Directions =>
a. In the rideshare driver forum excerpt, how many busy hours a week are typical in the first poster's market?
b. Extend the rideshare driver forum excerpt, picking up right after its final line.

Page excerpt =>
# # # # # # #

I don't know how you could strike an equitable balance when, at least in markets like mine, there are typically only 16 busy hours a week (source: the old driver reports we got via email), and they happen to always fall during hours when a 9-5er is off work from their primary job. Even though I'm full time employed, there's nothing stopping me from doing airport runs from 5AMish to 8ish, going to the office, then driving again on busy weekday nights, Friday/Saturday nights, and Saturday or Sunday mornings/afternoons in NCAA/NFL markets.


----------



## driveLA (Aug 15, 2014)

The stupid lil charts/graphs this uber schmucks use leave out a key part of the math. 

The the endless flood of drivers in the streets. 

Ya logically if you decrease prices, more rider might be created. Meaning more rides per hour. 

BUT these con artists aren't taking all the new drivers coming into the system into account in any of their propaganda. 

I really think eventually Uber will be investigated by the authorities. This whole thing runs like a scam.


----------



## scrurbscrud (Sep 11, 2014)

RippGutt said:


> I am a "part time" driver..I drive the weekends mainly because those are the best opportunities to get surge fares. I will say that I am open to driving a few days during the week after my full time job *if the rates were better*. As of now, *it makes no sense for me to drive at the regular rate.* The goal is to make money while limiting cost as much as possible. If *that means only driving the surges* on weekends, then so be it.

# # # # # # #

Stored data =>
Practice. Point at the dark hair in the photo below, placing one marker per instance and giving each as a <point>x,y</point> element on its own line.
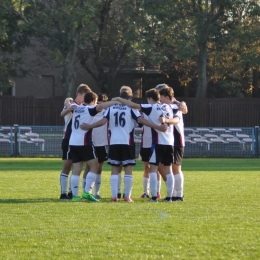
<point>126,92</point>
<point>102,97</point>
<point>167,92</point>
<point>153,93</point>
<point>90,97</point>
<point>83,88</point>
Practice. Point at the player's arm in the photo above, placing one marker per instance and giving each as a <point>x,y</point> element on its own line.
<point>182,106</point>
<point>64,112</point>
<point>99,123</point>
<point>143,121</point>
<point>172,121</point>
<point>107,104</point>
<point>128,103</point>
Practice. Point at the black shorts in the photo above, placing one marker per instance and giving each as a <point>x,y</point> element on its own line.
<point>82,153</point>
<point>121,154</point>
<point>178,154</point>
<point>162,154</point>
<point>101,153</point>
<point>66,154</point>
<point>145,154</point>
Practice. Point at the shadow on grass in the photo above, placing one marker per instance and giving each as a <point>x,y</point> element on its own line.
<point>55,200</point>
<point>32,200</point>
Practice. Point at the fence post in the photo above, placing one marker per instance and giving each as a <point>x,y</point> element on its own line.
<point>257,141</point>
<point>15,140</point>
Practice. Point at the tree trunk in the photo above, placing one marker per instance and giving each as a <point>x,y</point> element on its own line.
<point>201,86</point>
<point>255,92</point>
<point>68,74</point>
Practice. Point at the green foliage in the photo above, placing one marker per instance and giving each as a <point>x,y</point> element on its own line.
<point>218,219</point>
<point>14,35</point>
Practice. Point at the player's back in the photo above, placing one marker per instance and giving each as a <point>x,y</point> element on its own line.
<point>100,134</point>
<point>82,114</point>
<point>121,124</point>
<point>154,112</point>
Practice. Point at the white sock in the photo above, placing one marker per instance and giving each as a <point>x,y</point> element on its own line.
<point>90,181</point>
<point>146,185</point>
<point>128,182</point>
<point>74,185</point>
<point>63,183</point>
<point>97,184</point>
<point>119,182</point>
<point>153,184</point>
<point>113,185</point>
<point>159,184</point>
<point>170,184</point>
<point>83,184</point>
<point>178,185</point>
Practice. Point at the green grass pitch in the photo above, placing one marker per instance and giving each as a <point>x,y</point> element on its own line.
<point>219,219</point>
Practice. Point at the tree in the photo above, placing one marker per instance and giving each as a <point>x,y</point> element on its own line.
<point>185,31</point>
<point>14,36</point>
<point>103,51</point>
<point>61,24</point>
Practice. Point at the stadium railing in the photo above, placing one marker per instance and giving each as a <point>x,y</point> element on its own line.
<point>45,141</point>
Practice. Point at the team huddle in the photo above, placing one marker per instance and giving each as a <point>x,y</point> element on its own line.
<point>92,122</point>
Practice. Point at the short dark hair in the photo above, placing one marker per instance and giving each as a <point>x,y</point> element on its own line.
<point>153,93</point>
<point>126,92</point>
<point>83,88</point>
<point>167,92</point>
<point>102,97</point>
<point>161,86</point>
<point>90,97</point>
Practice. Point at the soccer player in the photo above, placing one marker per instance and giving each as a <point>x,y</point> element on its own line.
<point>67,112</point>
<point>81,145</point>
<point>162,142</point>
<point>145,153</point>
<point>100,141</point>
<point>167,97</point>
<point>122,150</point>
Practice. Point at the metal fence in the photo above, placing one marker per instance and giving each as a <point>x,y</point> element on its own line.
<point>45,141</point>
<point>233,112</point>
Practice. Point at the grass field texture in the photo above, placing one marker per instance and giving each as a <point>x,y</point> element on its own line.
<point>219,219</point>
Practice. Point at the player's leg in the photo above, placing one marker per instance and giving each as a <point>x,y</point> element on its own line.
<point>153,181</point>
<point>169,183</point>
<point>98,181</point>
<point>66,167</point>
<point>162,173</point>
<point>114,159</point>
<point>128,183</point>
<point>119,194</point>
<point>154,161</point>
<point>159,184</point>
<point>145,154</point>
<point>84,177</point>
<point>178,175</point>
<point>146,180</point>
<point>115,170</point>
<point>102,156</point>
<point>167,161</point>
<point>75,176</point>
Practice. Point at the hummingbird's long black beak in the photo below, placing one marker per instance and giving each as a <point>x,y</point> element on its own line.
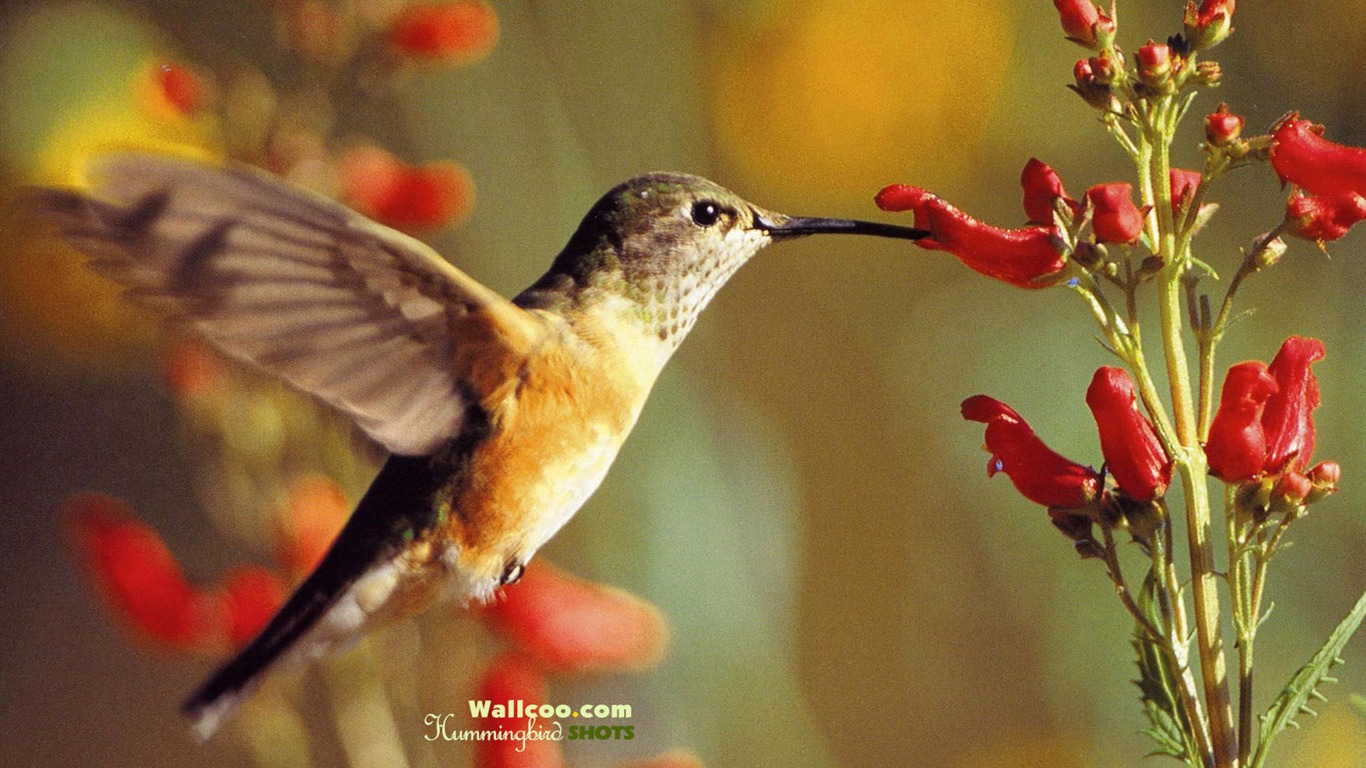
<point>780,227</point>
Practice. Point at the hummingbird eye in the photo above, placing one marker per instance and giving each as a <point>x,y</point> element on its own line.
<point>706,212</point>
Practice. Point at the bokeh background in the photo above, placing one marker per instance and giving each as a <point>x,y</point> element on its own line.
<point>801,496</point>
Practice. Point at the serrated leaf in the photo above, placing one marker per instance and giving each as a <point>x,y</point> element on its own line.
<point>1157,683</point>
<point>1295,697</point>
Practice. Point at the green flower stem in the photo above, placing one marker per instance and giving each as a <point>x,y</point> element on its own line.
<point>1174,642</point>
<point>1189,458</point>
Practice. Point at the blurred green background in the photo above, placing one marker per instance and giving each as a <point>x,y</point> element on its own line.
<point>801,496</point>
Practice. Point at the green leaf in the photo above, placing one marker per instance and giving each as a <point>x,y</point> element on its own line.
<point>1305,683</point>
<point>1157,685</point>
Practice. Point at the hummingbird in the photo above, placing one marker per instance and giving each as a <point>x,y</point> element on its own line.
<point>499,417</point>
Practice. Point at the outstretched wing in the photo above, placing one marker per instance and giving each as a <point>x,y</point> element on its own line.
<point>368,320</point>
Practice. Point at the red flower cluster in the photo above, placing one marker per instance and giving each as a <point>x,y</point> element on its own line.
<point>406,197</point>
<point>1128,443</point>
<point>140,578</point>
<point>141,581</point>
<point>451,33</point>
<point>567,626</point>
<point>1030,256</point>
<point>1265,420</point>
<point>1333,174</point>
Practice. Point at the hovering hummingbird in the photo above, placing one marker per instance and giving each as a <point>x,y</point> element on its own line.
<point>500,417</point>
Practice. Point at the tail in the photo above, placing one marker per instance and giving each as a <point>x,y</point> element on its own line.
<point>396,506</point>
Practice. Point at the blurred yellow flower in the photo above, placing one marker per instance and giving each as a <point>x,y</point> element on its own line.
<point>844,97</point>
<point>77,82</point>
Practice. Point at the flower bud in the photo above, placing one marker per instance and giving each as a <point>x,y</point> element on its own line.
<point>1042,190</point>
<point>1115,219</point>
<point>1210,23</point>
<point>1324,217</point>
<point>1183,187</point>
<point>1269,254</point>
<point>1085,23</point>
<point>1221,126</point>
<point>1154,63</point>
<point>1292,488</point>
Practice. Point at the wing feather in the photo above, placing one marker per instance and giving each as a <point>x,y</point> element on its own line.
<point>354,313</point>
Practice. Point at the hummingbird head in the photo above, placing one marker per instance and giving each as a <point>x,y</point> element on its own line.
<point>670,241</point>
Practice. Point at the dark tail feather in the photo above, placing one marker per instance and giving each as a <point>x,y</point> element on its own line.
<point>398,503</point>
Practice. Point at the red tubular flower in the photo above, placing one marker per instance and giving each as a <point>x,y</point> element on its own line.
<point>1288,418</point>
<point>410,198</point>
<point>1223,126</point>
<point>253,595</point>
<point>1183,183</point>
<point>1038,473</point>
<point>1082,21</point>
<point>138,576</point>
<point>1042,187</point>
<point>1022,257</point>
<point>452,33</point>
<point>1236,446</point>
<point>1303,157</point>
<point>1115,219</point>
<point>313,515</point>
<point>1128,440</point>
<point>1324,217</point>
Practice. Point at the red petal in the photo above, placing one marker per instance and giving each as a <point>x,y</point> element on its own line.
<point>1324,217</point>
<point>1128,443</point>
<point>1236,446</point>
<point>1303,157</point>
<point>1288,418</point>
<point>253,596</point>
<point>1038,473</point>
<point>578,626</point>
<point>1115,219</point>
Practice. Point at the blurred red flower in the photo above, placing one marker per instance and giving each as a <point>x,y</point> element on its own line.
<point>452,33</point>
<point>144,584</point>
<point>406,197</point>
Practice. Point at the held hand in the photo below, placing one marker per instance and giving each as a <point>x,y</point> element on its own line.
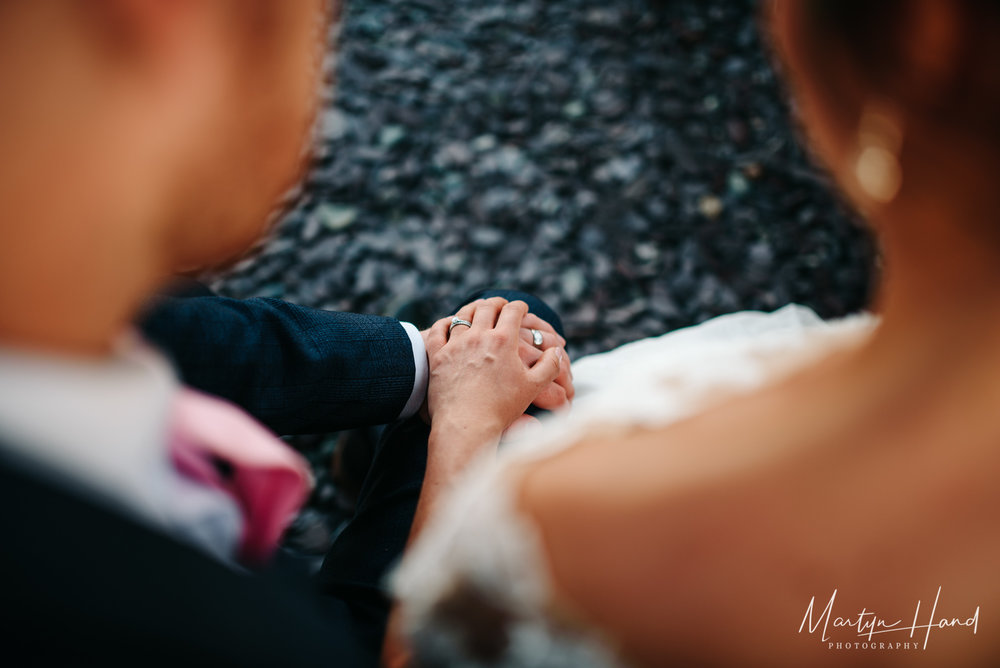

# # # # # # #

Task-by-task answers =>
a. Typically only 16 busy hours a week.

b.
The full time drivers will get the same picture soon enough *i.e. it only pays to Uber if you're paid a sufficient price. * Since the real pay times (surges) are what is needed, the surge space becomes more crowded with drivers and the surges disappear anyway.

The amount and multiple of surges has been steadily dropping where I drive, and I suspect this is the big reason. When the surges disappear, the drunks can put their thumbs out for all I care. Drive drunk and go to JAIL. I ain't driving any drunks without surge pricing, especially having to work the worst of all possible hours and the times you have to be on the road, in the middle of the night, surrounded by drunk drivers.


----------



## Sean O'Gorman (Apr 17, 2014)

Realityshark said:


> I think we should all call our insurance companies and let them know we are Uber /********* drivers logging 30,000 or more miles on our cars driving drunks around town at 3AM. If we all call them today, then I imagine we won't need to worry about calculating the cost of insurance into our P&L formulas anymore.


Sorry, I forgot, all the full time Uber drivers went out of their way to get commercial insurance and I forgot to factor that in.

Fine, if you have commercial insurance for UberX, by all means figure that in to your expenses. And let everyone else know where you got it so that the subject can be put to rest.


----------



## scrurbscrud (Sep 11, 2014)

Sean O'Gorman said:


> Sorry, I forgot, all the full time Uber drivers went out of their way to get commercial insurance and I forgot to factor that in.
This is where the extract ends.